BEGIN Supplied passage

Cessation and resumption of elective neurointerventional procedures during the coronavirus disease 2019 pandemic and future pandemics.
Published Web Locationhttps://doi.org/10.1177/15910199211035900
At the time of this writing, the coronavirus disease 2019 pandemic continues to be a global threat, disrupting usual processes, and protocols for delivering health care around the globe. There have been significant regional and national differences in the scope and timing of these disruptions. Many hospitals were forced to temporarily halt elective neurointerventional procedures with the first wave of the pandemic in the spring of 2020, in order to prioritize allocation of resources for acutely ill patients and also to minimize coronavirus disease 2019 transmission risks to non-acute patients, their families, and health care workers. This temporary moratorium on elective neurointerventional procedures is generally credited with helping to "flatten the curve" and direct scarce resources to more acutely ill patients; however, there have been reports of some delaying seeking medical care when it was in fact urgent, and other reports of patients having elective treatment delayed with the result of morbidity and mortality. Many regions have resumed elective neurointerventional procedures, only to now watch coronavirus disease 2019 positivity rates again climbing as winter of 2020 approaches. A new wave is now forecast which may have larger volumes of hospitalized coronavirus disease 2019 patients than the earlier wave(s) and may also coincide with a wave of patients hospitalized with seasonal influenza. This paper discusses relevant and practical elements of cessation and safe resumption of nonemergent neurointerventional services in the setting of a pandemic.

END Supplied passage

- _Problem requirements_
Using the passage on elective neurointerventional procedures, decide whether each statement agrees with it, answering yes or no and quoting the words that settle it. 1. Many hospitals stopped elective neurointerventional procedures for a time during the first wave in spring 2020. 2. The pandemic's disruptions were about the same in scope and timing across regions and nations. 3. The new wave forecast for winter may overlap with hospitalizations for seasonal influenza.

BEGIN Dataset excerpts

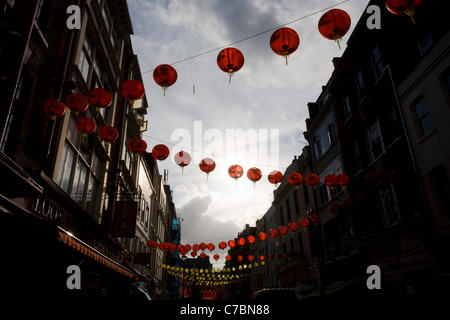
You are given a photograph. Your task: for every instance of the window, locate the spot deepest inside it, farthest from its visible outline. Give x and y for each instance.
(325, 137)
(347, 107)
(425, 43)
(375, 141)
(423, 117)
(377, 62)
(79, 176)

END Dataset excerpts
BEGIN Dataset excerpts

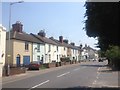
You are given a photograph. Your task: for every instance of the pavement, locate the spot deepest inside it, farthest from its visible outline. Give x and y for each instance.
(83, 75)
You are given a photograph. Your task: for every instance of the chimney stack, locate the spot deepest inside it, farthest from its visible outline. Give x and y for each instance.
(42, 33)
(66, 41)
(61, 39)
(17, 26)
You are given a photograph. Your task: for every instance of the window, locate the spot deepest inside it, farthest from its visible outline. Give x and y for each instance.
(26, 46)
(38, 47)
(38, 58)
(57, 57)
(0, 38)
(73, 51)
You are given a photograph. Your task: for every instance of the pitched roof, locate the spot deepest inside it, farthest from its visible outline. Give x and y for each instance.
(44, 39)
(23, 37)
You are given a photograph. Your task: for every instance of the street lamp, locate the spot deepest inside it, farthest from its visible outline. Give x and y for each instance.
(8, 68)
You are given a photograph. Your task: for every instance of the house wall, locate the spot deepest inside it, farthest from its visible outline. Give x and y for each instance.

END Dataset excerpts
BEGIN Dataset excerpts

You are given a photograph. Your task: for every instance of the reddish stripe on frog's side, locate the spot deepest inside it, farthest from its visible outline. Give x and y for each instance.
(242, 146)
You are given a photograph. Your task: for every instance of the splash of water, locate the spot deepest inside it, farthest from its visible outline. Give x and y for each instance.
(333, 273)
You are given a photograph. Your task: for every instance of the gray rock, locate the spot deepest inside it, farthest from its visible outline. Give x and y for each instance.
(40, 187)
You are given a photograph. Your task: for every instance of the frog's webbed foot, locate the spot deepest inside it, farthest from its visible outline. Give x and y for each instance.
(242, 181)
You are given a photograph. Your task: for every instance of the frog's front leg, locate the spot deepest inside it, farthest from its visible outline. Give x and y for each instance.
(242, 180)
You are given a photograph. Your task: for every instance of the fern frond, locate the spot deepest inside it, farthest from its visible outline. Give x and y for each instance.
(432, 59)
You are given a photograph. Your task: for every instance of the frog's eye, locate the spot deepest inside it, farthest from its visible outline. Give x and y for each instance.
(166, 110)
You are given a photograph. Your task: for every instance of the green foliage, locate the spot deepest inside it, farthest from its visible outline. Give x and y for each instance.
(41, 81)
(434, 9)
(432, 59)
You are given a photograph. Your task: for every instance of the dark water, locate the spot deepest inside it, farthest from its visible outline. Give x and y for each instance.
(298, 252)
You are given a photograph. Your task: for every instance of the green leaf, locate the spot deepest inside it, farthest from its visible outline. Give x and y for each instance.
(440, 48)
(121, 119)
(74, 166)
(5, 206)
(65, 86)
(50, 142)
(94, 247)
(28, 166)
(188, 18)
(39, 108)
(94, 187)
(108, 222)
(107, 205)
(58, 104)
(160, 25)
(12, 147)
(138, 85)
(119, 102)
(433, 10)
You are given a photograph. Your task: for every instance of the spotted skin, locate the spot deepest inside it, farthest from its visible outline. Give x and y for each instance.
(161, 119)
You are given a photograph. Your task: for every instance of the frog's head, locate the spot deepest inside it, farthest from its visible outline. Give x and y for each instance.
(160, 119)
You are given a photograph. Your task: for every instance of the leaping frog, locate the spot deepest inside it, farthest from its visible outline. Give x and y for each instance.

END Dataset excerpts

- _Exercise response_
1. Yes: "Many hospitals were forced to temporarily halt elective neurointerventional procedures with the first wave of the pandemic in the spring of 2020"
2. No: "There have been significant regional and national differences in the scope and timing of these disruptions."
3. Yes: "may also coincide with a wave of patients hospitalized with seasonal influenza"